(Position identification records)
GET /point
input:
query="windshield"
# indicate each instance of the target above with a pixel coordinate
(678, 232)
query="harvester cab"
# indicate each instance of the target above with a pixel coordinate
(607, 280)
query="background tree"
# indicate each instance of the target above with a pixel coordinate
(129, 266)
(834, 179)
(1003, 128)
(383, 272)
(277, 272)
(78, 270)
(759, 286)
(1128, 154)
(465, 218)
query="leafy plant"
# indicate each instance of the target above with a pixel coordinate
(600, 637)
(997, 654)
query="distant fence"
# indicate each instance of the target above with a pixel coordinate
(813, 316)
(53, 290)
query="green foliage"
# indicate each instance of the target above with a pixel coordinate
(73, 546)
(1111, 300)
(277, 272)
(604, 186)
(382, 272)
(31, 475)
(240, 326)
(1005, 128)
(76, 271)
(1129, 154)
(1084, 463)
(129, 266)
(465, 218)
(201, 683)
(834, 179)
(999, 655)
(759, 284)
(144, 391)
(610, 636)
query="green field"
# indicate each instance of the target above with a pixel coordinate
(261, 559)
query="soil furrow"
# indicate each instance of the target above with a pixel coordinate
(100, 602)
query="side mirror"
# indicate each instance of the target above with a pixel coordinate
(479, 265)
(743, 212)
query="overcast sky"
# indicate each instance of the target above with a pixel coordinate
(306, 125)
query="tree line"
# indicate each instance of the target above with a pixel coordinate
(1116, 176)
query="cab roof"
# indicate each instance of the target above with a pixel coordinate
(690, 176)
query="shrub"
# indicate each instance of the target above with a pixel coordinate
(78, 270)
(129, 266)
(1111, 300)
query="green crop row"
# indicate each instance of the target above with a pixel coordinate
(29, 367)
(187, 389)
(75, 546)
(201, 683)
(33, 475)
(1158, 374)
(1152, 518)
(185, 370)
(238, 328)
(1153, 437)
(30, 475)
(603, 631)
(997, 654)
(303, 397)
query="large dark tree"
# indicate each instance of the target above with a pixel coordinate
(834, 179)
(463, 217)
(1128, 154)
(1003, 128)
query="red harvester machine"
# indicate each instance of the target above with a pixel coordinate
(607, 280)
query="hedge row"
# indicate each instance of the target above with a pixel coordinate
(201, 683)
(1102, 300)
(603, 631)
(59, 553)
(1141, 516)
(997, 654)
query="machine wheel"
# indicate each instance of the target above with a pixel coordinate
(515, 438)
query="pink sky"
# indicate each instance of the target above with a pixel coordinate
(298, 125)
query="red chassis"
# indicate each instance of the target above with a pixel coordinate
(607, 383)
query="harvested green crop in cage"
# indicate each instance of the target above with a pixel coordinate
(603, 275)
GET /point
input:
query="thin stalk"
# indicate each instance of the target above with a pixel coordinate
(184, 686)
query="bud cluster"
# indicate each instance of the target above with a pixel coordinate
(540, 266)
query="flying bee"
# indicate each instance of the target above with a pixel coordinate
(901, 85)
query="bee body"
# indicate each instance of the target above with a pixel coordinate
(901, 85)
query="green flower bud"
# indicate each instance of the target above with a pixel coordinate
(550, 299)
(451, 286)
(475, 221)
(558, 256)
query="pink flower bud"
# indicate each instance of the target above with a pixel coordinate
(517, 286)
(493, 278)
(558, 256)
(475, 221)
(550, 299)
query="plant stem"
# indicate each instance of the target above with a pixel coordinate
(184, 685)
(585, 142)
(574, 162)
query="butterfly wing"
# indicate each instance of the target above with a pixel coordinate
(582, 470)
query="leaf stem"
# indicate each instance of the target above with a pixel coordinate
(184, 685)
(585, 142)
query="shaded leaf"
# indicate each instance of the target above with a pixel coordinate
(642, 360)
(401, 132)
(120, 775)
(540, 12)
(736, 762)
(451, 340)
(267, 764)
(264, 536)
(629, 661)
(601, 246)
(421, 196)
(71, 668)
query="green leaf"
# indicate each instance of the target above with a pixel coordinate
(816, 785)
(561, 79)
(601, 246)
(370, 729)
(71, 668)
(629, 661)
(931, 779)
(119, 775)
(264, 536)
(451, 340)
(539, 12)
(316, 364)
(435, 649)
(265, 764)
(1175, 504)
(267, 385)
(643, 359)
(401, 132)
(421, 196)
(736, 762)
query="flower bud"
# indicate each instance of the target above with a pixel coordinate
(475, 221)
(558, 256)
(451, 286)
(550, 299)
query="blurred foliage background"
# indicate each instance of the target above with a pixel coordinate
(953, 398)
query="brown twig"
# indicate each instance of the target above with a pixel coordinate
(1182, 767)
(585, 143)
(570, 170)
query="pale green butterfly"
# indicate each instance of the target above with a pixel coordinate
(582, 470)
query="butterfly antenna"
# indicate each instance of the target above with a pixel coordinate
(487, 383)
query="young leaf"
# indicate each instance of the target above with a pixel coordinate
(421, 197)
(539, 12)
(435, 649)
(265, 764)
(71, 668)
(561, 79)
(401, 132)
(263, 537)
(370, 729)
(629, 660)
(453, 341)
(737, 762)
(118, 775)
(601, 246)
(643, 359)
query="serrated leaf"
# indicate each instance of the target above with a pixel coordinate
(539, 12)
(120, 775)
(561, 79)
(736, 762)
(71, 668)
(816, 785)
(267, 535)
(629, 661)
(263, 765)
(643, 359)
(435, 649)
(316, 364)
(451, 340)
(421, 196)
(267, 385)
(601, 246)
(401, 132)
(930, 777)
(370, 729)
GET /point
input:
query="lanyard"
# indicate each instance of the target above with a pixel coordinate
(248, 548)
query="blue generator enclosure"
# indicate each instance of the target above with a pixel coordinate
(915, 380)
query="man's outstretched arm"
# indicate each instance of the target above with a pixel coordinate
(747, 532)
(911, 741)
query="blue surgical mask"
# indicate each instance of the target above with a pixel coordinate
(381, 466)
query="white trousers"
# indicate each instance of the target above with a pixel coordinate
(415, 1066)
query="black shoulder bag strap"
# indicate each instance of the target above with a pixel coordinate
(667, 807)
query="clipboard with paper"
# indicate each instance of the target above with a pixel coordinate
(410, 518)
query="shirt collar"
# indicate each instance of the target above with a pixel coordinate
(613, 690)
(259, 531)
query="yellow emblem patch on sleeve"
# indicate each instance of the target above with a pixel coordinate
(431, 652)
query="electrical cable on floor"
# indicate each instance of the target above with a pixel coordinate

Instructions to follow:
Every entry should be output exactly as written, please.

Exercise result:
GET /point
input:
query="windshield"
# indicate each instance of the target above with a pixel coordinate
(678, 232)
query="harvester cab"
# indicate each instance of the target above with a pixel coordinate
(607, 280)
query="background tree"
# indicate each instance of the target above with a pixel coordinate
(129, 266)
(834, 179)
(1003, 128)
(383, 272)
(277, 272)
(78, 270)
(759, 286)
(1128, 154)
(465, 218)
query="leafy plant"
# indicate each instance of the target above with a pixel coordinate
(600, 637)
(997, 654)
query="distant fence"
# indicate each instance of the target above with a pixel coordinate
(813, 316)
(53, 290)
query="green foliage"
# indicate each instance of the target above with a pixel coordinate
(73, 546)
(1111, 300)
(277, 272)
(604, 186)
(382, 272)
(31, 475)
(240, 326)
(1005, 128)
(76, 271)
(1129, 154)
(1084, 463)
(129, 266)
(465, 218)
(201, 683)
(834, 179)
(999, 655)
(759, 284)
(144, 391)
(610, 636)
query="green field"
# indicate each instance of the target above with a pixel coordinate
(261, 559)
query="soil furrow"
# indicate each instance of the target above with a pixel coordinate
(100, 602)
query="side mirror"
# indicate each instance of the target above with a pixel coordinate
(479, 265)
(743, 212)
query="overcast sky"
# indicate each instance of the target above with a pixel coordinate
(306, 125)
query="tree line"
# indicate each instance of the target above with a pixel coordinate
(1116, 176)
query="cab roof"
# indicate each instance of the target above with a pixel coordinate
(690, 176)
query="shrub"
# indicate each instance of the target above with a pixel coordinate
(78, 270)
(129, 266)
(1111, 300)
query="green crop row"
# indicate each instance of the target above with a pixel coordinate
(29, 367)
(187, 389)
(75, 546)
(201, 683)
(33, 475)
(1158, 374)
(1152, 518)
(185, 370)
(238, 328)
(1153, 437)
(30, 475)
(603, 631)
(997, 654)
(303, 397)
query="large dark tree"
# indicate each instance of the target above with a pixel coordinate
(834, 179)
(463, 217)
(1128, 154)
(1003, 128)
query="red harvester machine"
# indicate each instance of the target above with a pixel coordinate
(607, 280)
query="hedge row"
# indicate each instance of the target above with a pixel coordinate
(201, 683)
(1102, 300)
(603, 631)
(59, 553)
(1141, 516)
(997, 654)
query="machine wheel"
# indicate each instance of the target above with a pixel coordinate
(515, 438)
query="pink sky"
# indicate each instance of the target above with a pixel coordinate
(298, 125)
query="red chassis"
# indicate each instance of the target above with a pixel coordinate
(607, 383)
query="harvested green crop in cage"
# indicate each instance of the target above with a pixel coordinate
(603, 275)
GET /point
input:
query="thin stalk"
# indicate each instance of the target above with a pixel coordinate
(184, 686)
query="bud cluster"
# indicate each instance of the target above with a pixel coordinate
(540, 266)
query="flying bee"
# indicate each instance of the target above with a pixel coordinate
(901, 85)
query="bee body"
# indicate each instance of the target above with a pixel coordinate
(901, 85)
query="green flower bud"
# indicate each instance of the target above with a pixel coordinate
(550, 299)
(451, 286)
(475, 221)
(558, 256)
query="pink flower bud"
# indicate each instance of the target above with a pixel coordinate
(517, 286)
(493, 278)
(558, 256)
(475, 221)
(550, 299)
query="plant stem"
# indicate each instance of the target above with a pixel coordinate
(184, 685)
(585, 142)
(574, 162)
query="butterfly wing"
# indicate each instance of the target above with a pixel coordinate
(582, 470)
query="leaf stem"
# indicate each instance of the target above with a pixel coordinate
(184, 685)
(585, 142)
query="shaded leaf"
# indicate each instance of the target above with a pixel coordinate
(642, 360)
(401, 132)
(120, 775)
(540, 12)
(736, 762)
(451, 340)
(267, 764)
(264, 536)
(629, 661)
(601, 246)
(421, 196)
(71, 668)
query="green leaf"
# indicate each instance of the target above with a pixel coordinate
(816, 785)
(561, 79)
(601, 246)
(370, 729)
(71, 668)
(629, 661)
(931, 779)
(119, 775)
(264, 536)
(451, 340)
(539, 12)
(316, 364)
(435, 649)
(265, 764)
(1175, 504)
(267, 385)
(643, 359)
(401, 132)
(421, 196)
(736, 762)
query="flower bud"
# indicate each instance of the target above with a pixel coordinate
(475, 221)
(558, 256)
(451, 286)
(550, 299)
query="blurred foliage background"
# indicate each instance of the target above with a pixel coordinate
(953, 398)
query="brown twig"
# indicate each instance of the target above with a pixel coordinate
(1182, 767)
(585, 143)
(570, 170)
query="pale green butterfly"
# indicate each instance of the target above with a pixel coordinate
(582, 470)
query="butterfly antenna"
# indicate each instance of the target above with a pixel coordinate
(487, 383)
query="young leaf"
# indicate each instance of the target above with a pixel coordinate
(421, 197)
(539, 12)
(435, 649)
(265, 764)
(71, 668)
(561, 79)
(401, 132)
(263, 537)
(370, 729)
(629, 660)
(453, 341)
(737, 762)
(118, 775)
(601, 246)
(643, 359)
query="serrated leaf"
# indicate each instance of the target above with a pixel coordinate
(539, 12)
(120, 775)
(561, 79)
(736, 762)
(71, 668)
(816, 785)
(267, 535)
(629, 661)
(263, 765)
(643, 359)
(435, 649)
(316, 364)
(451, 340)
(421, 196)
(267, 385)
(601, 246)
(401, 132)
(930, 777)
(370, 729)
GET /point
input:
query="lanyard"
# indicate each instance of the target above with a pixel coordinate
(248, 548)
query="blue generator enclosure"
# indicate each instance of the target above with a pixel coordinate
(915, 380)
query="man's outstretched arm"
# indicate each instance of the target above with a pixel coordinate
(747, 532)
(911, 741)
query="blue surgical mask"
# indicate each instance of the target above with a pixel coordinate
(381, 466)
query="white trousers"
# indicate each instance of the target above with a pixel coordinate
(415, 1066)
query="black shoulder bag strap"
# indicate each instance of the target above with a pixel coordinate
(667, 807)
query="clipboard with paper"
# indicate each instance of the target above with a pixel coordinate
(410, 518)
query="shirt collar"
# indicate each instance of the target above with a pixel coordinate
(613, 690)
(259, 531)
query="yellow emblem patch on sleeve"
# indicate each instance of the target above with a pixel coordinate
(431, 652)
query="electrical cable on floor"
# indicate each instance of the target above with a pixel coordinate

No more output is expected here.